Update the material below by reproducing it with "whole-number pixels" changed to "integer pixels" everywhere it occurs and everything else unchanged. Leave the pictures out of your answer.

** START **

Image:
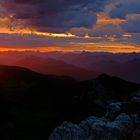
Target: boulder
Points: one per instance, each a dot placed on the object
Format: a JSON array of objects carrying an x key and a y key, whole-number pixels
[
  {"x": 113, "y": 110},
  {"x": 94, "y": 128}
]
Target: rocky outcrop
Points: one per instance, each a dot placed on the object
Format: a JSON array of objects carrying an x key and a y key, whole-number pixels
[
  {"x": 113, "y": 110},
  {"x": 136, "y": 98},
  {"x": 123, "y": 127}
]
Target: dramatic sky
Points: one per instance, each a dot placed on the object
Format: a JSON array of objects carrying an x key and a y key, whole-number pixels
[{"x": 70, "y": 25}]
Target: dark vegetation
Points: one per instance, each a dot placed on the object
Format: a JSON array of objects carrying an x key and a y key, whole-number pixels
[{"x": 33, "y": 104}]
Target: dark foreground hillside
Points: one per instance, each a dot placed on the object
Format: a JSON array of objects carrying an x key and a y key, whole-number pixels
[{"x": 32, "y": 104}]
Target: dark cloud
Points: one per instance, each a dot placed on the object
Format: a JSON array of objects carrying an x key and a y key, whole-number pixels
[
  {"x": 122, "y": 10},
  {"x": 55, "y": 15},
  {"x": 132, "y": 25}
]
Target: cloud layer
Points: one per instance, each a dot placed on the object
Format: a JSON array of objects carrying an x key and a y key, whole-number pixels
[{"x": 55, "y": 15}]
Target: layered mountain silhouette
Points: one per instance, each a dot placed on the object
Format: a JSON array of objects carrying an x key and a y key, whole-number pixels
[{"x": 33, "y": 104}]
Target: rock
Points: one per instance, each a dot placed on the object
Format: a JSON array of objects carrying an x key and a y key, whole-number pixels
[
  {"x": 136, "y": 98},
  {"x": 94, "y": 128},
  {"x": 136, "y": 132},
  {"x": 113, "y": 110},
  {"x": 68, "y": 131}
]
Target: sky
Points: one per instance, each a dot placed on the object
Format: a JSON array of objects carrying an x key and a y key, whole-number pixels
[{"x": 70, "y": 25}]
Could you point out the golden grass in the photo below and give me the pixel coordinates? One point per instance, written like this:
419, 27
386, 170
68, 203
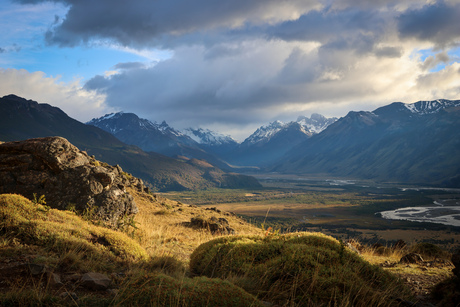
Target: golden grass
162, 229
61, 233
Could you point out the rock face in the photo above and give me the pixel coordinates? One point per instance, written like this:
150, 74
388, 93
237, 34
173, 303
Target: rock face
66, 176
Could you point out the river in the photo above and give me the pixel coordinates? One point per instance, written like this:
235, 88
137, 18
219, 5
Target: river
445, 212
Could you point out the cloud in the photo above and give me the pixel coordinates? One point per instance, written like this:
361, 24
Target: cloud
244, 63
437, 23
70, 97
146, 23
259, 81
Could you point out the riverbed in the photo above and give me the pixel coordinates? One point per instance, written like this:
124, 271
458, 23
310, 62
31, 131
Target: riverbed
444, 212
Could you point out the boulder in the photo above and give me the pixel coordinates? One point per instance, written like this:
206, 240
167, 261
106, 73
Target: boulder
95, 281
411, 258
456, 262
67, 177
213, 224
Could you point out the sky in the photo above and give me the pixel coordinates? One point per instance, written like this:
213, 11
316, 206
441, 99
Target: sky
229, 65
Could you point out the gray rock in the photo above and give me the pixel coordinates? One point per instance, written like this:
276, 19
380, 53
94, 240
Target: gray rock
411, 258
66, 176
37, 269
95, 281
54, 280
215, 225
456, 262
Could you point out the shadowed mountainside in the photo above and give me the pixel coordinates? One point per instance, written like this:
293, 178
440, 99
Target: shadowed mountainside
22, 119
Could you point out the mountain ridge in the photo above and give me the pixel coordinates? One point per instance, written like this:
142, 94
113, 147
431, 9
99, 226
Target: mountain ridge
22, 119
392, 143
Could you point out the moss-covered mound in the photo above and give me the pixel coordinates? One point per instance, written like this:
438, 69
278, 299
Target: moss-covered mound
162, 290
76, 241
303, 269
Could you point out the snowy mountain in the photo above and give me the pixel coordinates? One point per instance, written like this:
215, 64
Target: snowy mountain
161, 138
430, 107
413, 143
208, 137
148, 135
269, 143
316, 123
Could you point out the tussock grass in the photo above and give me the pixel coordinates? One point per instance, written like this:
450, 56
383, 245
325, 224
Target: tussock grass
302, 269
75, 242
162, 228
153, 289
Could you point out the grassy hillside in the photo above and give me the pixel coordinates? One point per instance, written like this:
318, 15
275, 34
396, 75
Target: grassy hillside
161, 258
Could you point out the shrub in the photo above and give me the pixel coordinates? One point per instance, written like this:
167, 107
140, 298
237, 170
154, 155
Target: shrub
301, 269
430, 251
162, 290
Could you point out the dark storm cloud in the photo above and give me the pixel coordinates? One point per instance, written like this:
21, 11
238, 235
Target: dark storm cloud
249, 61
438, 23
345, 29
129, 65
145, 22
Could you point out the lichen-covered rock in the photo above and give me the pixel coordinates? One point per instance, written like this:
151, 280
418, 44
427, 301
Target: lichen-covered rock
67, 177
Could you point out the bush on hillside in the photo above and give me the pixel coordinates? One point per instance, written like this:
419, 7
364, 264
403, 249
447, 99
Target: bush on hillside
430, 251
162, 290
303, 269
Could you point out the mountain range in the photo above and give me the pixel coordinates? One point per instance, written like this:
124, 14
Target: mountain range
22, 119
411, 143
271, 142
265, 145
403, 143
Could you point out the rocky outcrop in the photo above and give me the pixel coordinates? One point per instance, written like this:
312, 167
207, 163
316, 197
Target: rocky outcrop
67, 177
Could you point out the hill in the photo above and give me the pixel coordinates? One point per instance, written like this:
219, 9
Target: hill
415, 143
22, 119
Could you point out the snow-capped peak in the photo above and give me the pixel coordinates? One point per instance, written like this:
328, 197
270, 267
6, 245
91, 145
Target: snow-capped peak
208, 137
316, 123
116, 122
430, 107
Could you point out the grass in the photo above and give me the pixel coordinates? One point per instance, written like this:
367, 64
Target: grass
304, 269
161, 256
62, 233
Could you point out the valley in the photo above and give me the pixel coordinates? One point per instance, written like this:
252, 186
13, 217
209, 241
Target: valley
345, 209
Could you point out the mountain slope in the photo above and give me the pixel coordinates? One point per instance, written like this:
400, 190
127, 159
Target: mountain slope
269, 143
154, 137
211, 141
22, 119
415, 143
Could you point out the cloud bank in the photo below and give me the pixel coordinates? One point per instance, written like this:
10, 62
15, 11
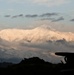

** END **

The completed task –
Image:
Target: boulder
Points: one per instance, each a dot placed on the object
Format: a JSON array of objects carrying an x key and a y key, integer pixels
[
  {"x": 113, "y": 110},
  {"x": 94, "y": 128}
]
Target: rocky outcrop
Points: one per instance, each a dot placed on the object
Format: a JSON array of objects carrying an x key and a y key, integer pixels
[
  {"x": 113, "y": 110},
  {"x": 136, "y": 98},
  {"x": 123, "y": 127}
]
Target: dramatic sky
Points: one per instance, each a dot placed on the object
Format: a JSON array of objects carrying an x key and a y key, integer pixels
[{"x": 70, "y": 25}]
Target: dark vegetation
Points: one per instance, each a dot placed on the object
Format: a JSON array of objects carrying an x key and a y key, integer pixels
[{"x": 33, "y": 104}]
Target: dark foreground hillside
Points: one per instance, each a dot placed on the object
Format: a JSON array of objects carrying an x key and a y key, integer pixels
[{"x": 32, "y": 104}]
Target: dark cloud
Points: one per instance, each a dot placed on the object
Format: a JSON array of objects carrying an x key and a y key, integer pixels
[
  {"x": 122, "y": 10},
  {"x": 55, "y": 15},
  {"x": 132, "y": 25}
]
Target: cloud layer
Points: one per instance, each a dot placed on the object
Format: a JSON array of objects carrying an x key and a y key, integer pixels
[{"x": 55, "y": 15}]
Target: layered mountain silhouette
Points: one per instance, each a dot placed on the object
Format: a JSON array of objects carrying an x key and a y key, integer pixels
[{"x": 33, "y": 104}]
Target: rock
Points: one per instance, each a dot placed on the object
Format: a JSON array of objects carrying an x key and a y key, integer pixels
[
  {"x": 136, "y": 98},
  {"x": 94, "y": 128},
  {"x": 136, "y": 132},
  {"x": 113, "y": 110},
  {"x": 68, "y": 131}
]
Target: sky
Points: one per instance, each a dot placed on the object
Format: a JSON array of objects carrying an x key and a y key, integer pixels
[{"x": 70, "y": 25}]
Could you point out the golden grass in the photo below and give me the pixel coordinates? One point per instance, written like this:
419, 27
386, 170
68, 203
Target: golden grass
162, 229
61, 233
Could you point out the rock face in the photo above and give me the pixel coordinates? One point per instance, written like this:
150, 74
388, 93
237, 34
173, 303
Target: rock face
66, 176
Could you point out the river in the photo above and give me the pixel coordinates? One point per instance, written like this:
235, 88
137, 18
219, 5
Target: river
445, 212
Could you point out the cloud in the photo above and give me the pixel coordinates? One point per instance, written like this:
361, 24
Target: cloud
244, 63
437, 23
70, 97
146, 23
259, 81
Could you point out the riverbed in the photo above and give me the pixel coordinates? One point per instance, written like this:
124, 271
458, 23
310, 62
31, 131
Target: riverbed
444, 212
Could you point out the boulder in the photo above and give me the pixel coordinates? One point per instance, written like this:
206, 240
167, 261
106, 73
Target: boulder
95, 281
411, 258
456, 262
67, 177
213, 224
Could you point out the sky in the photo above and give me the pixel coordinates? One point per instance, written like this:
213, 11
316, 206
441, 99
Target: sky
229, 65
Could you point out the gray rock in the photo above and give me the pixel coordinates? One point per instance, written like this:
276, 19
380, 53
94, 240
Target: gray rock
411, 258
66, 176
37, 269
95, 281
54, 280
215, 225
456, 262
Could you point out the shadowed mountainside in the photo above and give me the pixel coordinates? One point per instance, written like this:
293, 178
440, 99
Target: shadowed mountainside
22, 119
Could you point out the mountain ridge in the photo above and give me the pixel coordinates? One point per instance, written like this:
142, 94
113, 147
431, 9
99, 226
Target: mountain ridge
22, 119
392, 143
Could you point out the moss-covered mound in the photo above and give me the pixel coordinates? One point per instance, written like this:
438, 69
278, 299
Target: moss-covered mound
162, 290
76, 241
303, 269
Could you point out the snowy mountain in the photo above and give me the pixel coordinates? One point per instance, written like this:
215, 64
Target: snowy mountain
161, 138
430, 107
413, 143
208, 137
148, 135
269, 143
316, 123
Could you point out the tussock grass in the photo above and give me the pixel coordinates? One point per instance, written like this:
450, 56
383, 245
325, 224
Target: tussock grass
302, 269
75, 242
162, 228
153, 289
Could you point out the grassy hillside in the photo above and give me the pixel coordinates? One point per instance, written like this:
318, 15
275, 34
396, 75
Target: grassy hillside
161, 258
Could you point out the shrub in the photo above and give me the pixel coordinates? One point per instance, written like this:
167, 107
140, 298
237, 170
154, 155
Target: shrub
301, 269
430, 251
162, 290
Could you point out the dark storm cloud in the photo above and give me the pixel coordinates? One point per instance, written like this:
21, 11
238, 235
Target: dark storm cloud
249, 61
438, 23
345, 29
129, 65
145, 22
Could you point out the lichen-covered rock in the photo above and give me the pixel coordinates? One point per instance, written like this:
151, 280
418, 44
427, 301
Target: lichen-covered rock
67, 177
Could you point out the bush on hillside in the photo above and give me the pixel coordinates? One point per instance, written like this:
419, 7
364, 264
403, 249
447, 99
Target: bush on hillside
430, 251
162, 290
303, 269
Could you point out the mountain range in the photo above and give me the pixel coordinates? One point per instance, written like this:
124, 14
Target: mountain range
22, 119
411, 143
271, 142
265, 145
403, 143
Could you point out the rocky outcrop in the photo above and give me the pixel coordinates? One point per instance, written like this:
312, 167
207, 163
316, 197
Target: rocky outcrop
67, 177
Could you point out the hill in the photo above and give me the pixel coordinates? One point per instance, written like this:
219, 9
Target: hill
415, 143
22, 119
Could you point out the snow-capped peak in the photo above and give me the pixel coordinates? One point per instance, written like this:
328, 197
270, 267
6, 245
91, 145
Target: snow-capped peak
208, 137
316, 123
116, 122
430, 107
Could you point out the grass in the photo above and give me the pixel coordinates? One point per instance, written like this:
367, 64
Target: grass
304, 269
161, 256
62, 233
Could you point out the valley in the photo above and give me the pixel coordinates? One point per instance, written like this:
252, 186
13, 217
209, 241
Target: valley
345, 209
Could you point out the mountain slope in the photo above and give me the pixel coordinates? One point per instance, written like this:
400, 190
127, 159
Target: mountain slope
269, 143
154, 137
211, 141
22, 119
415, 143
Could you point out the cloud bank in the photo below and give me the pixel coordinates? One point per instance, written like this:
10, 62
15, 11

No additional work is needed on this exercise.